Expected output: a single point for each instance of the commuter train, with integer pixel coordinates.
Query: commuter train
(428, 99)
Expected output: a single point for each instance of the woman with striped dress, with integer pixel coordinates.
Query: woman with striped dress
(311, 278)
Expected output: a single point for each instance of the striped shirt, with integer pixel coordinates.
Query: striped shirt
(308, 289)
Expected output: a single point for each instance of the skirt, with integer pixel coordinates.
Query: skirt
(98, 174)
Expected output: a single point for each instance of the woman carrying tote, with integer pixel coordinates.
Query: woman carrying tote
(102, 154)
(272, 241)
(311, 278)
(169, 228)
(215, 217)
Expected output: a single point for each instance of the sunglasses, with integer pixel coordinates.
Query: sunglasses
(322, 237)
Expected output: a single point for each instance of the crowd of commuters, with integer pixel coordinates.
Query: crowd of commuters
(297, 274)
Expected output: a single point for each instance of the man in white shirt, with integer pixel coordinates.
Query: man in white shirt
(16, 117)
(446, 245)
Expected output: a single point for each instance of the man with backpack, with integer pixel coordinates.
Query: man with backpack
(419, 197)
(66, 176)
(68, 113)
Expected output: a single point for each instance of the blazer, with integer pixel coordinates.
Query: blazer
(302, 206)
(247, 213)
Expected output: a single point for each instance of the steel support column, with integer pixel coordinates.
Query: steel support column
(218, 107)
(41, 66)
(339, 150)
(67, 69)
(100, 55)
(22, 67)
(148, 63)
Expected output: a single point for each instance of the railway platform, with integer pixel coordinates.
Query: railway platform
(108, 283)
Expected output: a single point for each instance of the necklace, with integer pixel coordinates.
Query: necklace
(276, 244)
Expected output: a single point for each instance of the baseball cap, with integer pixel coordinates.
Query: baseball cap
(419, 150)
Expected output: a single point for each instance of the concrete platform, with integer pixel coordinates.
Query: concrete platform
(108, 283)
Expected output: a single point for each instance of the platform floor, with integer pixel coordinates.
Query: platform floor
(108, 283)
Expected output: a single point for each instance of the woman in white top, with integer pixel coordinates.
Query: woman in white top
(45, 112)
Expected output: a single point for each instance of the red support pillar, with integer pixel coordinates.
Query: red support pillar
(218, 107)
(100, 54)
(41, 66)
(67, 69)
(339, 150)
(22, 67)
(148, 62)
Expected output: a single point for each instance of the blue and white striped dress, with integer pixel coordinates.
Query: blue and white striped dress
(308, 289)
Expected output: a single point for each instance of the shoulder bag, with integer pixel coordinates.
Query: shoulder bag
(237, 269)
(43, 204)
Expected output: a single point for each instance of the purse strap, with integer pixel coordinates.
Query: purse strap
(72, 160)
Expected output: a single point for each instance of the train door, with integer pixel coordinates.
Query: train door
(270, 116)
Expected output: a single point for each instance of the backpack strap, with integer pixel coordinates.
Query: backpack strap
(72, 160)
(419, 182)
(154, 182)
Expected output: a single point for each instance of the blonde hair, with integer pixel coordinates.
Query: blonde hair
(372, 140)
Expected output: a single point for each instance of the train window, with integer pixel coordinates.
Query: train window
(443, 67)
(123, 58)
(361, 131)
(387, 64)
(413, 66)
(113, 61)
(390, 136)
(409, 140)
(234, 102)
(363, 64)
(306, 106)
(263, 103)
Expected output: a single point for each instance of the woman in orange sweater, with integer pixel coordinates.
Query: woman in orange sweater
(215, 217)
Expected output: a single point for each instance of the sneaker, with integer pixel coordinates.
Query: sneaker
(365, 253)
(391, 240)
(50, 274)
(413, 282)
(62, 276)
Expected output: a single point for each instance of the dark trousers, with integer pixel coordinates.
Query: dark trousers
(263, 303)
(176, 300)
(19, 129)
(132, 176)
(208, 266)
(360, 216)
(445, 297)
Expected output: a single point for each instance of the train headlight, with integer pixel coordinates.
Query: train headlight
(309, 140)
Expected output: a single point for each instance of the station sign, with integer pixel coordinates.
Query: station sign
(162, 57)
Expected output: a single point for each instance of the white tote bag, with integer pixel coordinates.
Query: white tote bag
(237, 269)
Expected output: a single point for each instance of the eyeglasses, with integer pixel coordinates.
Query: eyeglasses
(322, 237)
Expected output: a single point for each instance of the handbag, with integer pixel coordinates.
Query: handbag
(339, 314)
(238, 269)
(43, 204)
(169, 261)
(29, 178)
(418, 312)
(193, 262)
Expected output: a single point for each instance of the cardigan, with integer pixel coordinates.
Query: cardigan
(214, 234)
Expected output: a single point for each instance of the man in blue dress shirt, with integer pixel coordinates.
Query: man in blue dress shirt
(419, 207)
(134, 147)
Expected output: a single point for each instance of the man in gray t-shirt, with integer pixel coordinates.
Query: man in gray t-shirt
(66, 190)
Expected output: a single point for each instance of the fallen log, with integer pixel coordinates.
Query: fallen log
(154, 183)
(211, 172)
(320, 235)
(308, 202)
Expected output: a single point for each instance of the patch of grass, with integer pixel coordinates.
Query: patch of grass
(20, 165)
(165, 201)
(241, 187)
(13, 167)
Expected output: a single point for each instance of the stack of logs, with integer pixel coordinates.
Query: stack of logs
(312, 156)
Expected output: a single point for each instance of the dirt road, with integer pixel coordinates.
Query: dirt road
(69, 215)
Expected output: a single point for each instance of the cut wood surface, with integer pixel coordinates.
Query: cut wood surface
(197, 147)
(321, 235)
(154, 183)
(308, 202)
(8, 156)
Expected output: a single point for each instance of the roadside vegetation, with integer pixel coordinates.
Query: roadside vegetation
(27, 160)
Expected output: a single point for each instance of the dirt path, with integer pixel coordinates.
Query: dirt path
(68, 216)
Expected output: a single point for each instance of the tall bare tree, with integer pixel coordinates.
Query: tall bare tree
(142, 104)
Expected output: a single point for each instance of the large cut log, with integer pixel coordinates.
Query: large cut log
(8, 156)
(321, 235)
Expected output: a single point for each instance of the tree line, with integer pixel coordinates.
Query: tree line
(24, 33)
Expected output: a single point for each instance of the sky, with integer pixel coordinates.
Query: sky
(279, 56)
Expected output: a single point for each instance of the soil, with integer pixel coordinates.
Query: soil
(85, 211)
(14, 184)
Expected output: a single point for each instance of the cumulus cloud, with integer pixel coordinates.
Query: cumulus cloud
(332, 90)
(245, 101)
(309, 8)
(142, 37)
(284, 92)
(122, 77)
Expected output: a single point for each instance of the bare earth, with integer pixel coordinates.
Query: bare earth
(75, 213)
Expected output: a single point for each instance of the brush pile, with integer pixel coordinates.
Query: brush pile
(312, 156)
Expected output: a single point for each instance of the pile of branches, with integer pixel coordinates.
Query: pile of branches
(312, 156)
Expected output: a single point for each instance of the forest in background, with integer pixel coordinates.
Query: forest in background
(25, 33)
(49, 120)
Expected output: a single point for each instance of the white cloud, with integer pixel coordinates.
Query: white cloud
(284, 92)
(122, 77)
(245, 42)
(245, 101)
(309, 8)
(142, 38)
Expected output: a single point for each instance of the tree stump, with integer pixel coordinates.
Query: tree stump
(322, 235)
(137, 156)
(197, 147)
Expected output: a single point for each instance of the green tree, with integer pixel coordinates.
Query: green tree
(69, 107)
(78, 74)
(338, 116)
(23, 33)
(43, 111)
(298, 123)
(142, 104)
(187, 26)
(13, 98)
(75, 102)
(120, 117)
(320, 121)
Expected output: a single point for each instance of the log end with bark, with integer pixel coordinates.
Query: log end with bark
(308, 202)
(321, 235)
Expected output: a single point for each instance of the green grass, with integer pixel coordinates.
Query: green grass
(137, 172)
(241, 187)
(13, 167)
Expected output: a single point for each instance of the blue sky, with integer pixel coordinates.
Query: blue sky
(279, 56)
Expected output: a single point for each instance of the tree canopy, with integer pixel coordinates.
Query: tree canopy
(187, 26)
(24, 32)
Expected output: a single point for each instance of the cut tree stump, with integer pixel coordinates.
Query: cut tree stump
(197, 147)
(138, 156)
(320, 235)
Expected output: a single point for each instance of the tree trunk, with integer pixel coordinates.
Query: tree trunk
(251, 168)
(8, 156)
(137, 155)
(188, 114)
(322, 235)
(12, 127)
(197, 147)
· · · ·
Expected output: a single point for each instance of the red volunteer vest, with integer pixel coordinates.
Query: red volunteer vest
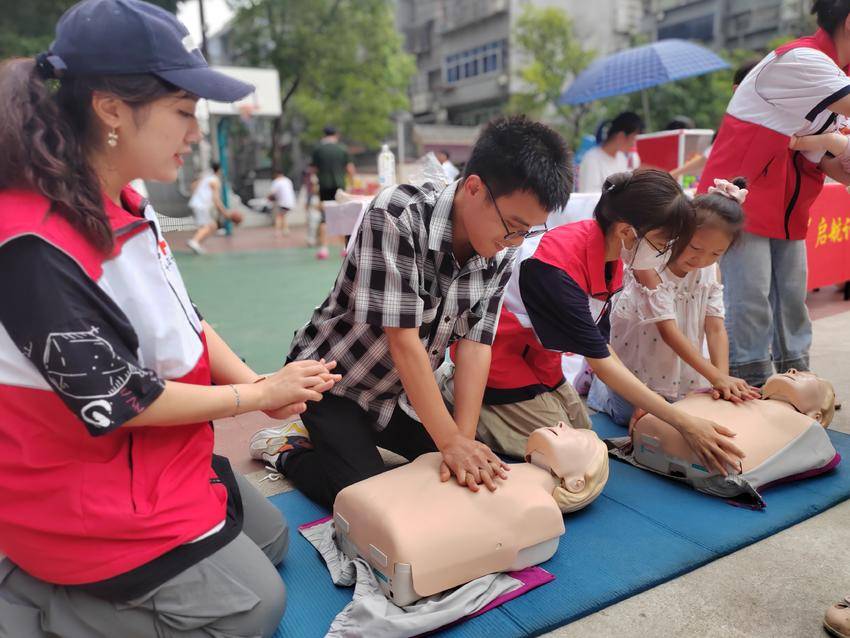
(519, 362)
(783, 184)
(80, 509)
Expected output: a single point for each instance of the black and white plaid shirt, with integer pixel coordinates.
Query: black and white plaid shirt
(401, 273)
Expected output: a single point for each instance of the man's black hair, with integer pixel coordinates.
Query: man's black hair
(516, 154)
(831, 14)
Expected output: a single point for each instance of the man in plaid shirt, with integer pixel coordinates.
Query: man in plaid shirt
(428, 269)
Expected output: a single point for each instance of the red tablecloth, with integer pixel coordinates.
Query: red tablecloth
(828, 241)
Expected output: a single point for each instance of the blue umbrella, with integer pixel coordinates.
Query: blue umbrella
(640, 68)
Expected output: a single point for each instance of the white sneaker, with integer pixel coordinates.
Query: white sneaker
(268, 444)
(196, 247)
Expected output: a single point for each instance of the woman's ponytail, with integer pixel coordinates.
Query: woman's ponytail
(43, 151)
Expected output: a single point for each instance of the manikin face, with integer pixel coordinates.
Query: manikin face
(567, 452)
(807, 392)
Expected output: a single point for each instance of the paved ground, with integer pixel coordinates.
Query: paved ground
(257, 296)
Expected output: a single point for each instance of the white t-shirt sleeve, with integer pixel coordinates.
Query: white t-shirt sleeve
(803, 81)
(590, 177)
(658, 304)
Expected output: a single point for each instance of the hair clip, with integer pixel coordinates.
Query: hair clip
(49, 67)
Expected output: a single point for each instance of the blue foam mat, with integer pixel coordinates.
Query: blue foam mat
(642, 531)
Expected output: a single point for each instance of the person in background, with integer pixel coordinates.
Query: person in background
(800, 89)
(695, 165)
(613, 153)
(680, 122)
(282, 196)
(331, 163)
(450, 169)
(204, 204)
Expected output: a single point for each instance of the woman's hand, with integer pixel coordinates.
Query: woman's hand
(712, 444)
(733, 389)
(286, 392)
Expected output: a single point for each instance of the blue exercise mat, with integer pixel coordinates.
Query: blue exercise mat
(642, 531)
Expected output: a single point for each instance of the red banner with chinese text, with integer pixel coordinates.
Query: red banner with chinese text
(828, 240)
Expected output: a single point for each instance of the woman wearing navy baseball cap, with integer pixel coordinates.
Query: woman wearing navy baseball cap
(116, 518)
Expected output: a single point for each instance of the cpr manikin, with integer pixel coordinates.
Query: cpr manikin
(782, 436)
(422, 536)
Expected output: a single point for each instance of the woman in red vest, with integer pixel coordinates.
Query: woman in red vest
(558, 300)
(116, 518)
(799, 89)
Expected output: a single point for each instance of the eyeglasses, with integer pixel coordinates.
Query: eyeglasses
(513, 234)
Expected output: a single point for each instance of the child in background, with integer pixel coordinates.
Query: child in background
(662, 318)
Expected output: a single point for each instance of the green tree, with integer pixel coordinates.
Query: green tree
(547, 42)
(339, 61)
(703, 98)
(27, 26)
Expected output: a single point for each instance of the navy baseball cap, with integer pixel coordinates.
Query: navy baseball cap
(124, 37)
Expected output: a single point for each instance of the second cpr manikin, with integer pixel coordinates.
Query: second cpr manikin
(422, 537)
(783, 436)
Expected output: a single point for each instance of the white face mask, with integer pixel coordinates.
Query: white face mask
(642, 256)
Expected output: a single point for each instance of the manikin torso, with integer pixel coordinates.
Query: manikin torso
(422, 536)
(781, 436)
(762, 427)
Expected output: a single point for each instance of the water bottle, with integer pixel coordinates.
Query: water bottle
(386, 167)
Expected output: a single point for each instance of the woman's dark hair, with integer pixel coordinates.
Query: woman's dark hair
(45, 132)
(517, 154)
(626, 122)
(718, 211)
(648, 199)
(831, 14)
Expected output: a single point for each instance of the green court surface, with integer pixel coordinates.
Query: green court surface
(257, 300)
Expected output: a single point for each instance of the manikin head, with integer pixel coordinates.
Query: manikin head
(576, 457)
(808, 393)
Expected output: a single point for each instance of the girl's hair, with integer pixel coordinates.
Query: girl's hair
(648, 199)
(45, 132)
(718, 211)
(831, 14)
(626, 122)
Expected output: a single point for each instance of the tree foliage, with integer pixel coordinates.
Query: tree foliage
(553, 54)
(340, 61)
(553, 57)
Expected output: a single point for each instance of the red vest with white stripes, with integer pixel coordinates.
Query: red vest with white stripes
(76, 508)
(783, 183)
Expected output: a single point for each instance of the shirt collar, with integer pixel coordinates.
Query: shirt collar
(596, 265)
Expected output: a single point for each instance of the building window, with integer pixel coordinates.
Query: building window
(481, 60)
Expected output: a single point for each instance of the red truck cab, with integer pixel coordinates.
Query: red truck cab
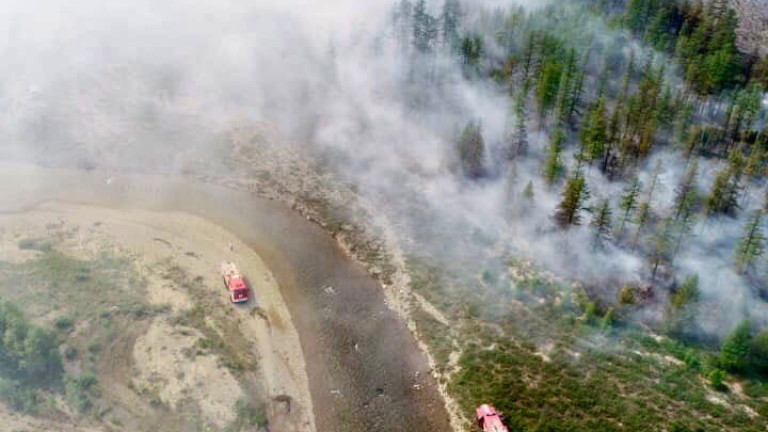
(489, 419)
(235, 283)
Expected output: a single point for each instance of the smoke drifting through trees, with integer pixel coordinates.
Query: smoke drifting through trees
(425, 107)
· · · ·
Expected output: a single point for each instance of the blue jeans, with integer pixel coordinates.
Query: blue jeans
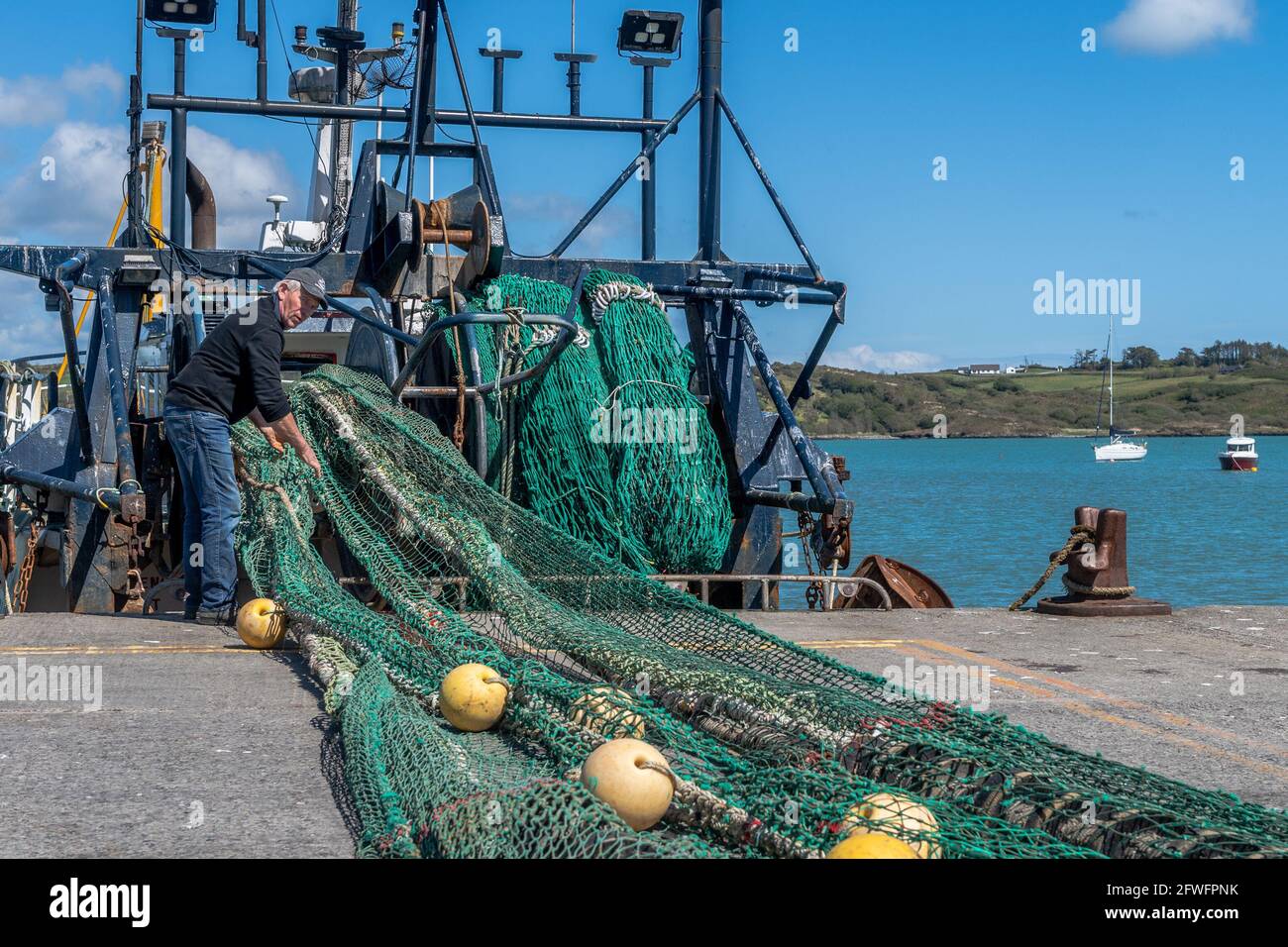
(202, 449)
· · · ·
Directions for this task >> Would you print, exactly as written, every line above from the one holding "skirt, with integer pixel coordinates." through the one holding "tote, with integer pixel coordinates.", with both included and no other lines?

Solution for this problem >>
Expected output: a single point for each instance of the skirt, with integer pixel coordinates.
Query: skirt
(98, 174)
Expected output: a single point for each instance of the woman carrying tote, with integer pixel coordinates.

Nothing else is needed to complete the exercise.